##### EXTRACTED RECORDS

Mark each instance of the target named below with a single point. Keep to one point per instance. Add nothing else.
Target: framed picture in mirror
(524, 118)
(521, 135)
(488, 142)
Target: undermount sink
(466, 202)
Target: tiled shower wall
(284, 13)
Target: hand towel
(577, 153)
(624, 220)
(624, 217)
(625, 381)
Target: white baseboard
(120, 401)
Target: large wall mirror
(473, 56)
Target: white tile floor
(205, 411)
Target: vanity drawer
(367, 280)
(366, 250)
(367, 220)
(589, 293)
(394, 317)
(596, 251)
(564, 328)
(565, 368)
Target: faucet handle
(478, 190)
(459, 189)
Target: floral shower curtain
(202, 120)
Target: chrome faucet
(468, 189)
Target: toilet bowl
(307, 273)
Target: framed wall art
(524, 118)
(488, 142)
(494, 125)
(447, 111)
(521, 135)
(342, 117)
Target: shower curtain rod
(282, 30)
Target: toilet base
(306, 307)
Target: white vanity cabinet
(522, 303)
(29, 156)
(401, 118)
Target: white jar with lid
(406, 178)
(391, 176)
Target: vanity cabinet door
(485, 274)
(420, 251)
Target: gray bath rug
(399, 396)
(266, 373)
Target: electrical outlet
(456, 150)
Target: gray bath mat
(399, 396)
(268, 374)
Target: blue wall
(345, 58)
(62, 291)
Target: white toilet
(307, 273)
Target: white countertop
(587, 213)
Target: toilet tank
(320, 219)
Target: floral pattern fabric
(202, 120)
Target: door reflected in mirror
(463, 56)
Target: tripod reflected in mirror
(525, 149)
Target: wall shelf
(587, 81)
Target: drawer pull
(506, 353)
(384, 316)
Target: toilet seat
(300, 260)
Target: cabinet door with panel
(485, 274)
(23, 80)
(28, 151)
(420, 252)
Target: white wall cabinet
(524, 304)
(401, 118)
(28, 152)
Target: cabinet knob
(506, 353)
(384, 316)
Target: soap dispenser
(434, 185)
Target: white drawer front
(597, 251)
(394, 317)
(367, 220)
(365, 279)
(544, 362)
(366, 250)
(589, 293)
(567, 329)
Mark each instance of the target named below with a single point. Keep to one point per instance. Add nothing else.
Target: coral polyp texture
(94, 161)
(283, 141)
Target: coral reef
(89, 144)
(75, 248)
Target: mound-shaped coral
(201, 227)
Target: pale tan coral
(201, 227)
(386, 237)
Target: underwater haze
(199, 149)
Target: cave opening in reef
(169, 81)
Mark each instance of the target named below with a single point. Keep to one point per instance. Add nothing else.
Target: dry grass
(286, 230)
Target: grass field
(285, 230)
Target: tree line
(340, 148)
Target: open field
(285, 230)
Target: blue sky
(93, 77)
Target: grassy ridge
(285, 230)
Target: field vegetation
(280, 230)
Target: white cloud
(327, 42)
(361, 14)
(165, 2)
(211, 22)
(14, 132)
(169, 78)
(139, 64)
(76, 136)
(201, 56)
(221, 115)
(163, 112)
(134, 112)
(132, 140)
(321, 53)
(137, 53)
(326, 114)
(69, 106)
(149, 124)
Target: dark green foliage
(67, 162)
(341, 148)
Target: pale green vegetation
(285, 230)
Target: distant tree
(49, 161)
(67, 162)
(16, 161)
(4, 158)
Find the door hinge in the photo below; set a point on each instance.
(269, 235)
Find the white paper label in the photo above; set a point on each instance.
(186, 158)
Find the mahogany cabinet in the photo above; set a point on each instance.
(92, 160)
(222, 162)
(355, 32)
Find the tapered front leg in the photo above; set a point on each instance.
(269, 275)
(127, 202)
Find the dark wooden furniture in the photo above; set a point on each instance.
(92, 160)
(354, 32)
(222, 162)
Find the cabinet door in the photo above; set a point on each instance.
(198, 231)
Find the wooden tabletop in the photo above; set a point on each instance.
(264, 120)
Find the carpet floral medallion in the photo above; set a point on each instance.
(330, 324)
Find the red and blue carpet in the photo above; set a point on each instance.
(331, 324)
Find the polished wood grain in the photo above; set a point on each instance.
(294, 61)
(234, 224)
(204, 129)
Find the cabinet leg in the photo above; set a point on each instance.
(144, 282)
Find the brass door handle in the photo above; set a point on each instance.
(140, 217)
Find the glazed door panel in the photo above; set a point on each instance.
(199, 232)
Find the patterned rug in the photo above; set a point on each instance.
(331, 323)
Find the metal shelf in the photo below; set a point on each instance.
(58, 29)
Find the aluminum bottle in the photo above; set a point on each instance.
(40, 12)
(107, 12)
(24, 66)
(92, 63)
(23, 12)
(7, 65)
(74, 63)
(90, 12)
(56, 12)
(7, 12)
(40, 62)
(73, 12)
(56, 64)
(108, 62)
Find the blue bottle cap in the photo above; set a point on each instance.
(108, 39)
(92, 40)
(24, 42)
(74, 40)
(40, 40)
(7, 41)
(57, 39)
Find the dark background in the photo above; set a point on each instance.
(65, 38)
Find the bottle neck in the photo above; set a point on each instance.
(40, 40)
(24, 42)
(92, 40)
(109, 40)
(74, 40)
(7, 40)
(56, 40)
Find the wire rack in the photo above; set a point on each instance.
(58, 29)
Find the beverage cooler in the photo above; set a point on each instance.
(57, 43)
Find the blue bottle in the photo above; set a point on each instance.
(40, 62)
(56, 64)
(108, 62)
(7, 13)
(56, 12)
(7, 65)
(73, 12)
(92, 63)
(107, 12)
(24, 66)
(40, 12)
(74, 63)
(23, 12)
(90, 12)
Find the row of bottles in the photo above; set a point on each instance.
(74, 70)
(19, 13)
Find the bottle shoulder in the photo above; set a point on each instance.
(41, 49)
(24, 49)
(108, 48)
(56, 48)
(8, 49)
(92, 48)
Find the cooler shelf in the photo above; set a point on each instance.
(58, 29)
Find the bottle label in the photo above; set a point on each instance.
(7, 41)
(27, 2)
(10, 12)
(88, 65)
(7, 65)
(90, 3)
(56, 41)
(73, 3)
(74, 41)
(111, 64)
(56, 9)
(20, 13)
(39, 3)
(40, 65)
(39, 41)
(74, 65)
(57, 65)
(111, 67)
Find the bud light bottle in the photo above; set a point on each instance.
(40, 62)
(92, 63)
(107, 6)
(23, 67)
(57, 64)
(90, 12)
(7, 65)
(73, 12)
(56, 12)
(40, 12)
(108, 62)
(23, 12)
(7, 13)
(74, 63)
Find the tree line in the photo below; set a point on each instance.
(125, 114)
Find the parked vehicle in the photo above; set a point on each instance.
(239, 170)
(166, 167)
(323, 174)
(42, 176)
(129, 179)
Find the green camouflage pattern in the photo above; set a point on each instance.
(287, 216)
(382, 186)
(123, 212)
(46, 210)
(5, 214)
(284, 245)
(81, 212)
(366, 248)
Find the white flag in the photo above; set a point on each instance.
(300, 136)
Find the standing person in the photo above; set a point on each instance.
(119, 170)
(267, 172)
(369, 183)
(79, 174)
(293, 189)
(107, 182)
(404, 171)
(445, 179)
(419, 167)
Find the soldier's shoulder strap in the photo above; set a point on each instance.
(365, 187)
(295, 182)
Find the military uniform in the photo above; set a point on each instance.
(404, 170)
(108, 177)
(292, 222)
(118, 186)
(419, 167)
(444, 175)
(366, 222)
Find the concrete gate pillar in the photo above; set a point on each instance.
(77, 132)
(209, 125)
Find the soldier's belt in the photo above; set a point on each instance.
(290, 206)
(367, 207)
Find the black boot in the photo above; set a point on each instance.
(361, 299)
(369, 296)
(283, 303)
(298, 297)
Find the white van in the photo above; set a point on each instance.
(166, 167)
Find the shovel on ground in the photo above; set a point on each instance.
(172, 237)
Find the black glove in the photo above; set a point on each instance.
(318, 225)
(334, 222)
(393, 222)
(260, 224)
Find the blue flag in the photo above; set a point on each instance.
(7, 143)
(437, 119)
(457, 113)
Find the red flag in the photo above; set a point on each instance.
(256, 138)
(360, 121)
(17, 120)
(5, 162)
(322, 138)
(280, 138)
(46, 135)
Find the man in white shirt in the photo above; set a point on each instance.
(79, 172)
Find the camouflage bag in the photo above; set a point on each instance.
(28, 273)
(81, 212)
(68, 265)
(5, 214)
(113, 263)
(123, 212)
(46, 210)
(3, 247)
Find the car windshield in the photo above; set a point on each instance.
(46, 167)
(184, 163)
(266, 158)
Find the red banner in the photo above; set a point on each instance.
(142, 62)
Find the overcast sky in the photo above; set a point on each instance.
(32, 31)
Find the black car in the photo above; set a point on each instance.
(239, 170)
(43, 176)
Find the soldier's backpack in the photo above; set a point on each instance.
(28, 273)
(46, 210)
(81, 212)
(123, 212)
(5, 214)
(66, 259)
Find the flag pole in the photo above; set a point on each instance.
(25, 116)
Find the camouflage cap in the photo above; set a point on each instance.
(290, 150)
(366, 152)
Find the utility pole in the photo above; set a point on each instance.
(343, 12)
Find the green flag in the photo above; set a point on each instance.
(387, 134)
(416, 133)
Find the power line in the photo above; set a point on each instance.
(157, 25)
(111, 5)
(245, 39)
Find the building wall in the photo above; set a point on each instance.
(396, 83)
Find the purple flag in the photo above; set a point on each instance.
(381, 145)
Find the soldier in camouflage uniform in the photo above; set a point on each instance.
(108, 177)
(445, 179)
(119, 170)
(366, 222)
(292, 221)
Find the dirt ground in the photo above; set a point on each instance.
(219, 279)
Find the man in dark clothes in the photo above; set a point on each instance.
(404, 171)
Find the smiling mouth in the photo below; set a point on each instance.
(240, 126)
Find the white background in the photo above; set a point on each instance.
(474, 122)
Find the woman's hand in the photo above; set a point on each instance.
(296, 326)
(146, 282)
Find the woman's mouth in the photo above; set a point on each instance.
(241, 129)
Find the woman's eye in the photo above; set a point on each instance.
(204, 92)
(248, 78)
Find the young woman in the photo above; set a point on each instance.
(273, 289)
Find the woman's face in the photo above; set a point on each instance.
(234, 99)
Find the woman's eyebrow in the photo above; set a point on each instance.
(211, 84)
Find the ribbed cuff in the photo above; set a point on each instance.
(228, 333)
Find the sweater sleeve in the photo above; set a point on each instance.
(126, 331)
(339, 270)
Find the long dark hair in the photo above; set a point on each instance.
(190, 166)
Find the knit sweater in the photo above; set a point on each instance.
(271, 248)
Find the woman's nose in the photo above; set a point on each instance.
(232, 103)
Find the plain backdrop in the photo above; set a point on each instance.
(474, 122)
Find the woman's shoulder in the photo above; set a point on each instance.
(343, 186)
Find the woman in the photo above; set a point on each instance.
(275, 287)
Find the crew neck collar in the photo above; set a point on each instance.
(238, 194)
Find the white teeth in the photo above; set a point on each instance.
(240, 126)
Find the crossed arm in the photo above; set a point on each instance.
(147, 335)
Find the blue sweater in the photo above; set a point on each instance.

##########

CHALLENGE. With the line containing "Find the purple" as the first and the last line of the records as the final one, print exactly the lines in that span.

RESULT FOR THIS TASK.
Find the purple flag in the photo above; set a point on each instance.
(381, 145)
Find the soldier in camouflage uniform in the photo above; set a point on each instance.
(108, 177)
(445, 179)
(119, 170)
(366, 222)
(292, 221)
Find the dirt ground in the photo above; set a point on each instance.
(219, 279)
Find the man in dark clothes in the photo above; set a point on each instance.
(404, 171)
Find the smiling mouth in the photo below; set a point on each instance.
(240, 126)
Find the white background in the photo above; set a point on each instance.
(474, 122)
Find the woman's hand in the photo above; set a point on each instance.
(296, 326)
(146, 282)
Find the woman's mouth in the photo above; set a point on each instance.
(241, 129)
Find the woman's eye in the photo above; set a point on each instance.
(204, 92)
(248, 78)
Find the young woman in the photo above; set a point on each instance.
(273, 289)
Find the woman's face in the photo above; set a point on each instance.
(234, 99)
Find the woman's eyebrow in the photo above; set a point on each instance.
(211, 84)
Find the ribbed cuff in the photo above; set a point on each instance.
(228, 333)
Find the sweater sleeve in the photo above; set a point on each instance.
(126, 331)
(339, 270)
Find the long dark hair in the photo above; set a point on each instance.
(190, 166)
Find the knit sweater in the photo above; set a point on each instance.
(271, 248)
Find the woman's nose in the photo above; set a point on each instance.
(232, 103)
Find the plain backdrop in the photo above; set a point on each instance.
(474, 122)
Find the woman's shoulder in the photo above; set a point on each instance.
(343, 186)
Find the woman in the photo above; set a point on each instance.
(275, 287)
Find the crew neck collar in the photo above; set a point on each instance.
(238, 194)
Find the white teeth in the photo above; set a point on each instance.
(240, 126)
Find the crossed arm in the photo above; set a point on each instance.
(147, 335)
Find the blue sweater in the photo above; set a point on each instance.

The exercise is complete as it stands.